Source data Block Start
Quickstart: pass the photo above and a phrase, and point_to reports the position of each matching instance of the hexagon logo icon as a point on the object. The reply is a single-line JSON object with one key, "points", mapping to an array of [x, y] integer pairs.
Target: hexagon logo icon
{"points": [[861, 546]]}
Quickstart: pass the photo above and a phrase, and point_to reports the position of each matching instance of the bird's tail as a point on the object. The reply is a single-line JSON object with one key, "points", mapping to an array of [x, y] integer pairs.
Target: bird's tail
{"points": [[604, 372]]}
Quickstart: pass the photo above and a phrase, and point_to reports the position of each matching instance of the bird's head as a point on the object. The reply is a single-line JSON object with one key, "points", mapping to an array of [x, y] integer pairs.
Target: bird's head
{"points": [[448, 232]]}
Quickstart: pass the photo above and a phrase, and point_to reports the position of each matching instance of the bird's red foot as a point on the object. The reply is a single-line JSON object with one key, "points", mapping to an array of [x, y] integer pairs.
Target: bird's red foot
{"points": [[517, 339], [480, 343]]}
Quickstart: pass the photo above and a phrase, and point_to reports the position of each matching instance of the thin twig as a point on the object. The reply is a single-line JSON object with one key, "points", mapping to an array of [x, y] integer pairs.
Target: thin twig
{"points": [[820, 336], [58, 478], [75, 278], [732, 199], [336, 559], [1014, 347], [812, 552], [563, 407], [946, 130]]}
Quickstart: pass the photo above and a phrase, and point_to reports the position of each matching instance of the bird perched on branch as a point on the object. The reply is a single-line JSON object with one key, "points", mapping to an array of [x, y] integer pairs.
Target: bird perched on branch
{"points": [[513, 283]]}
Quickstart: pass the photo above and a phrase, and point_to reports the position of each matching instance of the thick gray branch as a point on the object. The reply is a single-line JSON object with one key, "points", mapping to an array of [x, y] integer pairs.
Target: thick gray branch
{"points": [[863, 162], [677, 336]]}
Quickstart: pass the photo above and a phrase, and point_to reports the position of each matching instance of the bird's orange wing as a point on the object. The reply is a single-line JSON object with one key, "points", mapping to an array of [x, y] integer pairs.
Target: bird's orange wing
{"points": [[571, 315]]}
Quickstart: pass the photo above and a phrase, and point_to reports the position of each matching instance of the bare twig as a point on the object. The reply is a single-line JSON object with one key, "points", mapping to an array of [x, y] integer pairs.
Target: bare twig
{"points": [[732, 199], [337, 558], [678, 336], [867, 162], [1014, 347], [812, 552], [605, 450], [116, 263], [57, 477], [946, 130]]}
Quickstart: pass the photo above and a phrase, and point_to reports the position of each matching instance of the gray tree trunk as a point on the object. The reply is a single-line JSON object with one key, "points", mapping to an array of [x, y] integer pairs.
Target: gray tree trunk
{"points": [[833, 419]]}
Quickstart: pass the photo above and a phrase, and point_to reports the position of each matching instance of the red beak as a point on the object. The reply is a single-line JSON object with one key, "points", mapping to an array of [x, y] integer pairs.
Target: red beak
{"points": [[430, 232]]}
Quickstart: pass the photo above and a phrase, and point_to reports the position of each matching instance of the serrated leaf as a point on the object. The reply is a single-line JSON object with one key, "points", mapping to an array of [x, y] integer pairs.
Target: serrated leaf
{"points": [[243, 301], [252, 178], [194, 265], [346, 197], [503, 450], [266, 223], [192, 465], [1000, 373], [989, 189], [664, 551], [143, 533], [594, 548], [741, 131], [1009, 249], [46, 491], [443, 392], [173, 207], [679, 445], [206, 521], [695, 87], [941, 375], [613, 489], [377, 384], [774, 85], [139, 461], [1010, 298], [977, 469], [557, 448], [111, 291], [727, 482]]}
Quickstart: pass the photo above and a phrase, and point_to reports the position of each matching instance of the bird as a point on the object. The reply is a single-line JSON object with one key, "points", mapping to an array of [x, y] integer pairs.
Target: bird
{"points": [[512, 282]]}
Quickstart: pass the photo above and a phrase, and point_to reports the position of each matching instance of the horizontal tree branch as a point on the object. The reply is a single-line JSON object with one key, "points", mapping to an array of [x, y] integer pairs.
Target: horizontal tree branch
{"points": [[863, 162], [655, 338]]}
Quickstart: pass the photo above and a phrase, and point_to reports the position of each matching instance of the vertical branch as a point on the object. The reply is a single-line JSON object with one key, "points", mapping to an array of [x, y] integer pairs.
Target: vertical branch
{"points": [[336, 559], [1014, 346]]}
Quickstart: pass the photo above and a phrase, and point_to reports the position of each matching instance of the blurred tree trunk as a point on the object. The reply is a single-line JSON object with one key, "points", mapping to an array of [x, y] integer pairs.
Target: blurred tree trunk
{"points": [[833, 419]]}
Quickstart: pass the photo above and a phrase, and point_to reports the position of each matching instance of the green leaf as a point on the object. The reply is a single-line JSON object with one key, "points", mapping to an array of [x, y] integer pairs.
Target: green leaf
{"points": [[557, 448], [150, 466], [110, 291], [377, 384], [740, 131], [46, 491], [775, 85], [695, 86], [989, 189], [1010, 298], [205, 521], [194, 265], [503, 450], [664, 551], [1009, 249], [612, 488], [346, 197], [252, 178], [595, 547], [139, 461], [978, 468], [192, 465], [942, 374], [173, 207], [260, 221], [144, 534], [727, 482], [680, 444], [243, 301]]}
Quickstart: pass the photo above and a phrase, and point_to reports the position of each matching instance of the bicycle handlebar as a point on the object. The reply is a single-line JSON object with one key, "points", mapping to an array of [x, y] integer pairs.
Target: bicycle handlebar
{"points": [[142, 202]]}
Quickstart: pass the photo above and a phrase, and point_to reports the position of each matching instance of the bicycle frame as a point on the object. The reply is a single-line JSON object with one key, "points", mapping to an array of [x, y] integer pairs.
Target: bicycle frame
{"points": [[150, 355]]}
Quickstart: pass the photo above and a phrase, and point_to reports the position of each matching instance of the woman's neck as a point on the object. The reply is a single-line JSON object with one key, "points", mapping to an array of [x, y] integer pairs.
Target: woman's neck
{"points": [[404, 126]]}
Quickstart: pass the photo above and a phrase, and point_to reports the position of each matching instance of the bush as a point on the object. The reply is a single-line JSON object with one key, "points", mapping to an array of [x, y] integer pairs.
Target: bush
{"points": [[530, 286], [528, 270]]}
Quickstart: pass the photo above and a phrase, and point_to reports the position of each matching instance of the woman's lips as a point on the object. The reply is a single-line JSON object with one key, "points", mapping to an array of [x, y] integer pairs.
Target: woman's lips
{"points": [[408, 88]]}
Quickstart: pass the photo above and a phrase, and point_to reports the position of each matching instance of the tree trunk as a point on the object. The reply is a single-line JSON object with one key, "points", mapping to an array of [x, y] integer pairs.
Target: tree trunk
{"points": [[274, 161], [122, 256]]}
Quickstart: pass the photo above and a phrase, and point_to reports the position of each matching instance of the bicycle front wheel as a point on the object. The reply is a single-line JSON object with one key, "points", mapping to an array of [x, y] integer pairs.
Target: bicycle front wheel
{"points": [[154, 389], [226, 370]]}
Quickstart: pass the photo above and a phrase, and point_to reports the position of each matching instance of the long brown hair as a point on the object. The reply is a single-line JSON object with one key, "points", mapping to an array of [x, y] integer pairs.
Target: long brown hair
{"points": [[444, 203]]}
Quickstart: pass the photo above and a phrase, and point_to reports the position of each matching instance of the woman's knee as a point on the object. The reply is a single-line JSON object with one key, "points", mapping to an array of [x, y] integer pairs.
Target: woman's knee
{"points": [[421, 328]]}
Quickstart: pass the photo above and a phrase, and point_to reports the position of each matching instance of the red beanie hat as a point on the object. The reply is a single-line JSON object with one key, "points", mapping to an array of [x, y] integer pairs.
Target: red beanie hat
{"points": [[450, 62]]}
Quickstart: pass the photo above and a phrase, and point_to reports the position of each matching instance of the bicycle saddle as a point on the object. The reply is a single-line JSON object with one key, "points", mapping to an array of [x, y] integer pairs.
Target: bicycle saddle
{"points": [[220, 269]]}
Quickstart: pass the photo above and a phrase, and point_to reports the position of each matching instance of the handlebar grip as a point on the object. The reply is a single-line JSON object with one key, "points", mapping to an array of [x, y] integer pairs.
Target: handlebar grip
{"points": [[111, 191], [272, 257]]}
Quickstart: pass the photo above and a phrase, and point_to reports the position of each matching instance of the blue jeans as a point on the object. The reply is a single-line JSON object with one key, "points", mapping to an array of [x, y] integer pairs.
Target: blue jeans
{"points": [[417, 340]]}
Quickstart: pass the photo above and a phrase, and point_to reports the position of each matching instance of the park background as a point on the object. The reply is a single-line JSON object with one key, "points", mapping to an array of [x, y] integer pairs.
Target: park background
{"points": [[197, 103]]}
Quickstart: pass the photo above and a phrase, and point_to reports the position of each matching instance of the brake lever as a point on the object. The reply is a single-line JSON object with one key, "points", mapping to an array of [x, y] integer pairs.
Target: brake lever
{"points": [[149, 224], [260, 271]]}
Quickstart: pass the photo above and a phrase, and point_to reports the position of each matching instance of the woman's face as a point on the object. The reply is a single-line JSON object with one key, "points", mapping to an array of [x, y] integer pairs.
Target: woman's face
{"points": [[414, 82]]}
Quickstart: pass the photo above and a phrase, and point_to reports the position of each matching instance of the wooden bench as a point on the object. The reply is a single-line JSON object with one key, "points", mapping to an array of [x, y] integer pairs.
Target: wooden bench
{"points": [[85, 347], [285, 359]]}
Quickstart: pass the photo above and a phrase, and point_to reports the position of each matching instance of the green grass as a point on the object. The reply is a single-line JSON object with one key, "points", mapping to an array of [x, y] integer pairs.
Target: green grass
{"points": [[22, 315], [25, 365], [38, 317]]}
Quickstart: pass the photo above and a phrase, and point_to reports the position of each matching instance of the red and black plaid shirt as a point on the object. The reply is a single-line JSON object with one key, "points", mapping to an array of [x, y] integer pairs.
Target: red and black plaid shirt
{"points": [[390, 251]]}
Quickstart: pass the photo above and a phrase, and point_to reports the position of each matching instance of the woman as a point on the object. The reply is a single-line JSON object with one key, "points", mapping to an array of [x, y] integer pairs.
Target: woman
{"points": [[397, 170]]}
Source data Block End
> _Task instructions_:
Only the lines above from the one with "Target: vertical branch" up to and including the one with "of the bush" should be repeated, exactly as written.

> _Solution for this problem_:
Target: vertical branch
{"points": [[336, 559], [1014, 346]]}
Quickstart: pass the photo above and a phrase, and point_to reports the position of each matching instance of the blurred tree trunk as a point on the object. The reply is a single-line JSON object with one key, "points", mapping to an array of [x, y] integer pairs.
Target: blurred tree trunk
{"points": [[833, 419]]}
Quickstart: pass the photo above and a phrase, and point_to reports the position of each matching instance of the green leaf as a point on the object. The reply is a single-line JSON object with one key, "points", mapping to an array of [x, y] integer pairs.
Target: green leaf
{"points": [[557, 448], [150, 466], [110, 291], [377, 384], [740, 131], [46, 491], [775, 85], [695, 86], [989, 189], [1010, 298], [205, 521], [194, 265], [503, 450], [664, 551], [1009, 249], [612, 488], [346, 197], [252, 178], [595, 547], [139, 461], [978, 468], [192, 465], [942, 374], [173, 207], [260, 221], [144, 534], [727, 482], [680, 444], [243, 301]]}
Quickstart: pass the photo above and a phrase, and point_to reports the position of each matching instance of the bicycle handlebar as a point on the object. The reply is a single-line JSON object with one key, "points", mapping to an array of [x, y] integer pairs.
Target: bicycle handlebar
{"points": [[142, 202]]}
Quickstart: pass the photo above and a phrase, and point_to reports the position of each matching instance of the bicycle frame as a point on the object. The reply is a single-line JSON object with one key, "points", mapping to an array of [x, y] integer pairs.
Target: bicycle frame
{"points": [[150, 355]]}
Quickstart: pass the photo above and a phrase, and point_to reports the position of each matching instance of the woman's neck as a point on the object. The reply is a single-line JSON object with one key, "points", mapping to an array of [x, y] integer pairs.
Target: woman's neck
{"points": [[404, 126]]}
Quickstart: pass the photo above and a phrase, and point_to reports the position of each matching instance of the bush as a point on the object. The reply is a single-line JSON object with one key, "points", mapping to an array of [x, y] integer pairs.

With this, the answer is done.